WRITTEN EXERCISE 1: In the records, repeat the lines starting at the line that contains "Where can the distant" and ending after the line that contains "<point>50,151</point>", including both of those lines.

SOURCE DOCUMENT:
******************************

- Born: 12 October 1957 (age 68) London, England
- Years active: 1989–present
- Height: 5 ft 10 in (1.78 m)
- Website: www.kristenbjorn.com

= Kristen Bjorn =

British pornographic film director and actor (born 1957)

Kristen Bjorn (born 12 October 1957 in London, England) is a British director and producer of gay pornographic films and a former gay porn film actor.

==Early life==
Bjorn was born in London, the son of a Russian mother and a British father. He was raised in Washington, D.C., where his father was stationed as a diplomat. He has a brother and two sisters. In an interview conducted in 1997, Bjorn stated that only one of his sisters knew of his profession as a maker of gay erotic films.

After graduating from high school, Bjorn set out to travel widely, to places including Asia, India, and Europe. His career goal at the time was to be "a photographer for a magazine like National Geographic. I wanted to travel across the world and photograph people. I was really very interested in different cultures."

==Career==
Bjorn arrived in San Francisco in 1978, where he encountered the gay community for the first time. "[I]t was all very strange to me." Encouraged by the ideal of male beauty that he found in gay erotic magazines, Bjorn began working out and paying attention to his own physique. Around 1980, he was photographed by Fred Bisonnes for Mandate magazine. This was followed by two appearances in Falcon videos: Biker's Liberty (Falcon Studios 30, 1983) and The New Breed (Falcon Studios 32, 1983). Falcon chose the pseudonym Kristen Bjorn for him due to his resemblance to the Swedish tennis player Björn Borg.

In the foreword to a book devoted to Kristen Bjorn's work, director William Higgins wrote that, "[in] the relatively brief history of hardcore gay videos, Kristen Bjorn has emerged unchallenged as the best director to date."

In 1982 he moved to Brazil, pursuing his dream of becoming a professional photographer. In Brazil he stayed for eight years, in which he began to make the first male nude shots, starring only Brazilian models, which he sold to American gay magazines. In 1985, his friend and mentor Fred Bisonnes, who worked for Advocate Men magazine, invited him to submit his work to the magazine. Over the years, always under pressure from Bisonnes, he began to expand his creative space by making some softcore videos for the Advocate Men Live series.

In 1988 he directed and produced his first feature film Tropical Heatwave, which consisted of six masturbation scenes with muscular Brazilian men in exotic settings. With this film, Bjorn establishes his own brand of himself, utilizing a multi-racial cast and naturist settings. He later directed Carnaval in Rio and Island Fever, his first hardcore movies featuring sex scenes between men, including penetrations and multiple ejaculations.

******************************

SUPPLIED ENTRIES:
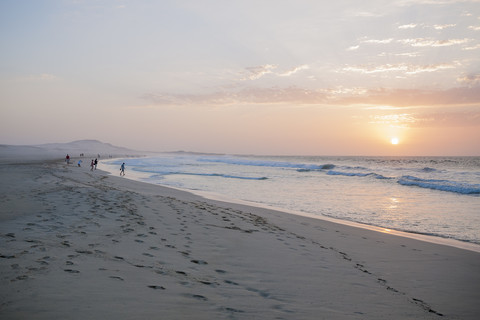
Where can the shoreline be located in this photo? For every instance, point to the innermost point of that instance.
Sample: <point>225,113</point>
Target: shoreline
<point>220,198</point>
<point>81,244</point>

******************************

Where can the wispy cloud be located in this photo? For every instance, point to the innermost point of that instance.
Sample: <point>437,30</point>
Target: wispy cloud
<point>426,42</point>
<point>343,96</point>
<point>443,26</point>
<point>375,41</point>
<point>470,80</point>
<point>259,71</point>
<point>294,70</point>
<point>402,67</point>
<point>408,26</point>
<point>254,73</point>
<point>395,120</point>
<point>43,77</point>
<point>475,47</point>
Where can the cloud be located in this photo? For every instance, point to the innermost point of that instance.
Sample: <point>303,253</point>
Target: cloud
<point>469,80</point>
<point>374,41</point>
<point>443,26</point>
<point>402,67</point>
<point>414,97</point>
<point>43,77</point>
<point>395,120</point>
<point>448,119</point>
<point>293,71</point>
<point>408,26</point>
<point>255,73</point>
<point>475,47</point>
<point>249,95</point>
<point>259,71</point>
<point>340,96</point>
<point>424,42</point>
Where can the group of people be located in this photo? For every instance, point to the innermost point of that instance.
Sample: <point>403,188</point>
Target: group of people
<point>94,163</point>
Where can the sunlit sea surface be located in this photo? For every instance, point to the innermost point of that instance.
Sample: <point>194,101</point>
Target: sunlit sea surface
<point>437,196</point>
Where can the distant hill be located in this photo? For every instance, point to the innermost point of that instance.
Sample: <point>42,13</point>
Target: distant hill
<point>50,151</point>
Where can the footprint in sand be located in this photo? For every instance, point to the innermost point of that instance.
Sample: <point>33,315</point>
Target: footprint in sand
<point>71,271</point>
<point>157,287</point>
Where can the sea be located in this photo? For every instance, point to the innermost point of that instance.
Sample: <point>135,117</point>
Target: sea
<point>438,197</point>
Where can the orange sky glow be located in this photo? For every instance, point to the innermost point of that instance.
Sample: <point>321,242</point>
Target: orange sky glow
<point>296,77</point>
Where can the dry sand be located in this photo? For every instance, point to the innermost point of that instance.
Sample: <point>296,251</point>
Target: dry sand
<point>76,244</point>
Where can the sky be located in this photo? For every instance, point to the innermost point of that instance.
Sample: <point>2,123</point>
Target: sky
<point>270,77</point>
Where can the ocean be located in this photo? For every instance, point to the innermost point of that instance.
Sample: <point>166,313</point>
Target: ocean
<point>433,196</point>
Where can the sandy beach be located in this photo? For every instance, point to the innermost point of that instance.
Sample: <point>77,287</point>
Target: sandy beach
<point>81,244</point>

******************************

WRITTEN EXERCISE 2: Pick up the article on Kristen Bjorn after its last sentence and keep writing it.

WRITTEN RESPONSE 1:
Where can the distant hill be located in this photo? For every instance, point to the innermost point of that instance.
Sample: <point>42,13</point>
Target: distant hill
<point>50,151</point>

WRITTEN RESPONSE 2:
He has taken care of all aspects of his films, from production to directing to photography, creating his own recognizable style. If the first films of his lacked dialogue, apart from the narrative voice, the later dialogue was incorporated into the script. Another and main characteristic of Bjorn's films is the use of unknown models, predominantly muscular and with a strong masculinity, without caring if they identify as heterosexual or homosexual but simply willing to participate in male sex scenes.

==Filmography==
- Director/videographer

- Tropical Heatwave (1989)
- Champs (1989)
- Carnaval in Rio (1989)
- Island Fever (1990)
- Manhattan Latin (1991)
- Caribbean Heat (1991)
- A Sailor in Sydney (1992)
- Jackaroos (1992)
- Manly Beach (1992)
- Call of the Wild (1993)
- Montreal Men (1993)
- Jungle Heat (1994)
- Paradise Plantation (1994)
- Mystery Men (1994)
- The Caracas Adventure (1995)
- The Vampire of Budapest (1995)
- Comrades in Arms (1995)
- Hungary for Men (1996)
- A World of Men (1996)
- Gangsters at Large (1996)
- Amazon Adventure (1996)
- Manwatcher (1997)
- The Anchor Hotel (1997)
- Hot Times in Little Havana (1998)
- Thick as Thieves (1998)
- Wet Dreams 1 (1999)
- Wet Dreams 2 (1999)
- Making It with Kristen Bjorn (documentary) (1999)
- The Isle of Man (2000)
- Dreamers (2000)
- The Agony of Ecstasy (documentary) (2000)
- Men Amongst the Ruins (2001)
- Bone Island (2001)
- Crossroads of Desire (2002)
- Dreamers: An Erotic Journey (2002)
- Parashooter (2003)
- Males Tales (2003)
- Manville (2004)
- Fire Dance (2004)
- Rocks & Hard Places 1&2 (2005)
- El Rancho (2005)
- Skin Deep 1&2 (2006)
- Action! 1&2 (2007)
- Pride 1&2 (2007)
- Horns of Plenty (2008)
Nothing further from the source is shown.